Material supplied
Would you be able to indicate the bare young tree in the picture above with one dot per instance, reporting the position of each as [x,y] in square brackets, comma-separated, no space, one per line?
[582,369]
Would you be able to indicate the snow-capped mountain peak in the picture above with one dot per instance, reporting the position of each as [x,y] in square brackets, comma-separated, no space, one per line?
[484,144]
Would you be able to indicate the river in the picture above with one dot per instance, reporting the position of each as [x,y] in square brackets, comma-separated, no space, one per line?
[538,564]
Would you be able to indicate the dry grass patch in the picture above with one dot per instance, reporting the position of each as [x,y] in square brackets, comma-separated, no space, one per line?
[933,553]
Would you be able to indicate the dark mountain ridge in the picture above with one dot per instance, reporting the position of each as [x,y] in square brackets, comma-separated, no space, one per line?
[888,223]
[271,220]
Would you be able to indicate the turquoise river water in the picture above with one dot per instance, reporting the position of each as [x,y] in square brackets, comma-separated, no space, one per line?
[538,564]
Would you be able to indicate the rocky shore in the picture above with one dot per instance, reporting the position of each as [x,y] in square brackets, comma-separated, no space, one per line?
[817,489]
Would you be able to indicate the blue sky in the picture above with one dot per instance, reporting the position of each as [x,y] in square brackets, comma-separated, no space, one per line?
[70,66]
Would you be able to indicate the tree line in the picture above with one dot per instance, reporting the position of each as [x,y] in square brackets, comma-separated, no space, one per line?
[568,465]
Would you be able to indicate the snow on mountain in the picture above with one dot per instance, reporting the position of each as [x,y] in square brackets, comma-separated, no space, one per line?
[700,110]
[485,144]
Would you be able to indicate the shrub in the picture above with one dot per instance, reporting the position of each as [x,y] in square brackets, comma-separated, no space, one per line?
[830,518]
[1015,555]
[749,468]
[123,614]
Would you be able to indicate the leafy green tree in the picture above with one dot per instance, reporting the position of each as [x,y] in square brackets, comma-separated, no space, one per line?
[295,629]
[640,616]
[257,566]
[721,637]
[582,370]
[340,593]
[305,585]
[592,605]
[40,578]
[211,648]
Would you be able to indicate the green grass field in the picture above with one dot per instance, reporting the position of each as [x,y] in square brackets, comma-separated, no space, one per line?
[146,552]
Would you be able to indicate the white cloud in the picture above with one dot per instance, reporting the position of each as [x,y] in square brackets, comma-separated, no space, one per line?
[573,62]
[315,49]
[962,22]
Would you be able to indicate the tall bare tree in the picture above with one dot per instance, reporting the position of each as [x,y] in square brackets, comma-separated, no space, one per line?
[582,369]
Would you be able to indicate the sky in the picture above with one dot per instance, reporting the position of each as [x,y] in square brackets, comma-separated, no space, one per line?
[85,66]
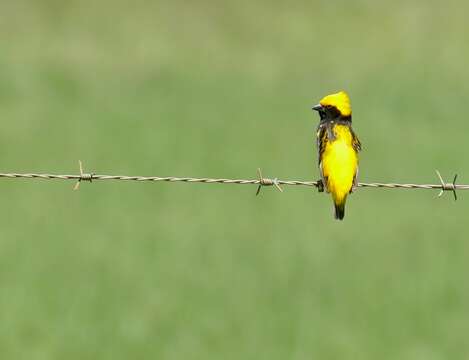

Task objective
Copy all of the records verbatim, omitting the pictures.

Written response
Would you be able to indicate the bare young tree in the picture above with one dot per instance, reporting the position of each as [x,y] in square brackets, comma-separated, no space, one per line?
[582,369]
Would you be able to indicate the snow-capped mountain peak in the picture above with one dot per instance, reporting the position of each as [x,y] in square brackets, comma-separated, no space, one per line?
[484,144]
Would you be able to indicate the river in the picture above with one dot per instance, reporting the position of each as [x,y] in square brackets, comma-separated, no space, one per line?
[538,564]
Would you be able to indicate the dry grass patch in the picture above with one dot per instance, reporting the position of each as [x,y] in square brackets, comma-separated, no space, one per line?
[933,553]
Would you be able to indicate the dark mountain ridge in the picture above with one dot per instance, reporting the position of each as [x,y] in square brackets, comma-separated, no space, one per line?
[888,223]
[271,220]
Would you be able to indicate the turquoise river water in the picture above with one dot per instance, reporting the position of each as [x,y] in square brackets, comma-separated, no space, one per line?
[538,564]
Would you be able to indicate the rocky shore in the picture above with one dot per instance, reporting the position of each as [x,y] in square brackets, comma-separated, no space, one per line?
[817,489]
Would you be able to indicate the blue sky in the picture above with one dot per instance, reporting the position of each as [x,y] in square brackets, comma-separated, no space, one per line?
[70,66]
Would you be able to indicate the tree line in the picture above with one dot per instance, reporting the position of each as [x,y] in square brackets, comma-separated, no space, one per line?
[568,465]
Would you be able to indicate the snow on mountain in the picture above with one dot per instance, reporting the position of each as [x,y] in square brackets, comma-separated, no space, one per line?
[700,110]
[485,144]
Would you be able to indicate the shrub in the picture above with one dot per instance, reporting the position of each as [x,y] in square brackets, comma-separated, no space, one per line?
[830,518]
[1015,555]
[749,468]
[123,614]
Would you be able to indicate the leafy green tree in the picture above with one dot per instance, reporting the position of each as [x,y] in square brackets, comma-separated, no space, one per line?
[295,629]
[640,616]
[257,566]
[721,637]
[582,370]
[340,593]
[305,585]
[592,605]
[40,578]
[211,648]
Would you be able to indicate the green grass field in the picture above with one dot per instance, reporting the position of each as [x,y] in square brackets, comma-separated, no space, one per line?
[146,552]
Would you be able to indicate the white cloud in the picture above with one dot per instance, reporting the position of each as [x,y] in square brackets, comma-separated, no space, one per line?
[573,62]
[315,49]
[962,22]
Would you be able to indicate the tall bare tree in the picture above with one dot per instance, reporting the position of each as [x,y] in square brackets, comma-separated, no space, one per line?
[582,369]
Would you be able to indicate the sky in the picture above with one dot per instance, reporting the position of each as [x,y] in square brackets, comma-separated, no space, one per line?
[85,66]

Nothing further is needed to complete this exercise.